Но главное – очищая сознание, долгими предрассветными часами сидел в углу на складной, привезенной из монастыря скамеечке, уставившись в стену. Так продолжалось до тех пор, пока я не прочел у наставника одного из патриархов чань, что медитация приведет к просветлению не раньше, чем мы сумеем изготовить зеркало, искрошив кирпич. Ошеломленный, будто мудрец огрел меня этим кирпичом, я сунулся к Пахомову за советом и получил брезгливую реплику.
– Твои полоумные мудрецы, – сказал Пахомов, который в своих духовных поисках не забредал на Восток дальше Квинса, – жили в Дао, а ты, как все неофиты, к нему роешь подкоп.
“Пахомов прав”, – с ужасом думал я, замечая, что чем больше я знаю про Китай, тем меньше он мне нравится. Одно дело – уточненные, как Уайльд, литерати, рассматривавшие старую бронзу в лунном свете, а свитки – при первом снеге. И совсем другое – обычай поедать печень и сердце врагов, особенно если учесть, что каннибальская традиция не прерывалась с золотой танской эпохи до красной культурной революции.

*ПОКАЗАННЫЕ ЗАПИСИ*:

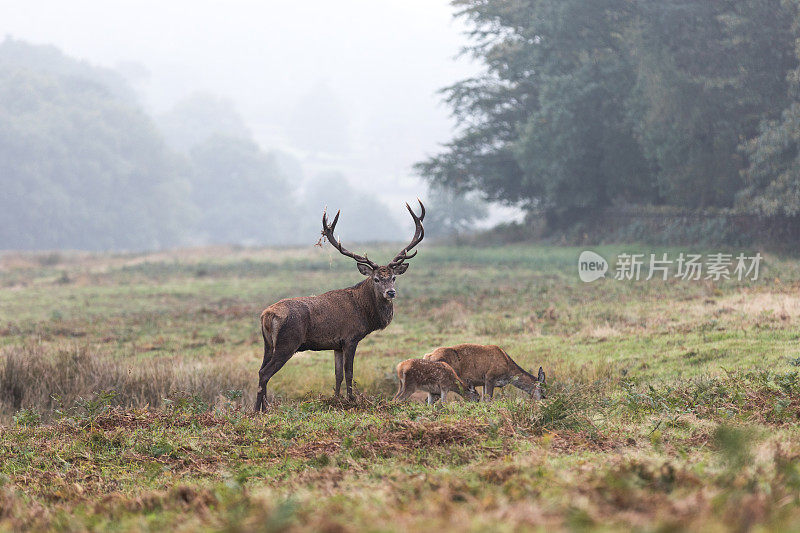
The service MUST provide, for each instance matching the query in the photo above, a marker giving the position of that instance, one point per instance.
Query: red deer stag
(336, 320)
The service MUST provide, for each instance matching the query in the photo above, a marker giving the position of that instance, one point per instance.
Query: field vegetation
(127, 380)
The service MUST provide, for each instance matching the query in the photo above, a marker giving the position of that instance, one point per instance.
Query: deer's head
(382, 278)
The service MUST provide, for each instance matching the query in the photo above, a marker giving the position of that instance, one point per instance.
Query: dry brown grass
(31, 378)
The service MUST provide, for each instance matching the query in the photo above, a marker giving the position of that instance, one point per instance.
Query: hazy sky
(346, 85)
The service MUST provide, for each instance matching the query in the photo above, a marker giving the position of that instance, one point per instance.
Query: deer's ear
(399, 269)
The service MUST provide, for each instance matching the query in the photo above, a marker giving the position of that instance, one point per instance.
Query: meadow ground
(126, 383)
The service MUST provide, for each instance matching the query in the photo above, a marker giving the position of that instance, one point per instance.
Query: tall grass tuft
(35, 380)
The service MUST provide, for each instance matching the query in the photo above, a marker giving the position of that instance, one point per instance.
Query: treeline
(84, 166)
(587, 105)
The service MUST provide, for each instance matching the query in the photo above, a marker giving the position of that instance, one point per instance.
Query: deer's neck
(379, 311)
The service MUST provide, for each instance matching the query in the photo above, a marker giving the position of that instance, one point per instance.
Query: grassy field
(126, 383)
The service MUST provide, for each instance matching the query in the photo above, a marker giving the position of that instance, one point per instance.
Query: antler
(327, 232)
(419, 233)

*НАБОР ЗАДАНИЙ*:
1. Какие географические названия упоминаются в отрывке о Китае и медитации?
2. Что, по словам наставника из отрывка о Китае и медитации, нужно сначала изготовить, искрошив кирпич, чтобы медитация привела к просветлению?
3. Продолжите отрывок о Китае и медитации с последнего предложения.

*РЕШЁННЫЕ ЗАДАНИЯ*:
1. Восток, Квинс, Китай.

2. Зеркало.

3.
Стремясь познать всё, я выучил слишком много и уподобился простаку, над которым смеялся Чжуан-Цзе:
Глядеть на небо через трубочку и целиться шилом в землю. Какая мелочность!
Так я выяснил, что для моих целей не годится чересчур пристальный подход. Если углубиться во Французскую революцию, разлюбишь Париж и паштеты, если в русскую – разонравится Блок и квас. Мне не нужен был весь Китай, только его квинтэссенция, которую я хотел скачать в себя, словно программу в компьютер, способную сделать его эффективнее,а меня – счастливее.
Китай, однако, слишком большой, чтобы сказать о нем нечто универсальное, кроме того, что там все едят палочками. Для начала, впрочем, и это годилось. Во-первых – не руками, как это делали европейцы до xv века, а американцы – до сегодняшнего дня. Столовые приборы, по Лотману, замедляют процесс и порождают манеры, что, собственно, и есть цивилизация. Во-вторых – без ножа: все уже измельчено, а значит, смешано, причем так, чтобы из одного получилось другое. Это называется кулинарией, фармакологией, натурфилософией, но никак не барбекю.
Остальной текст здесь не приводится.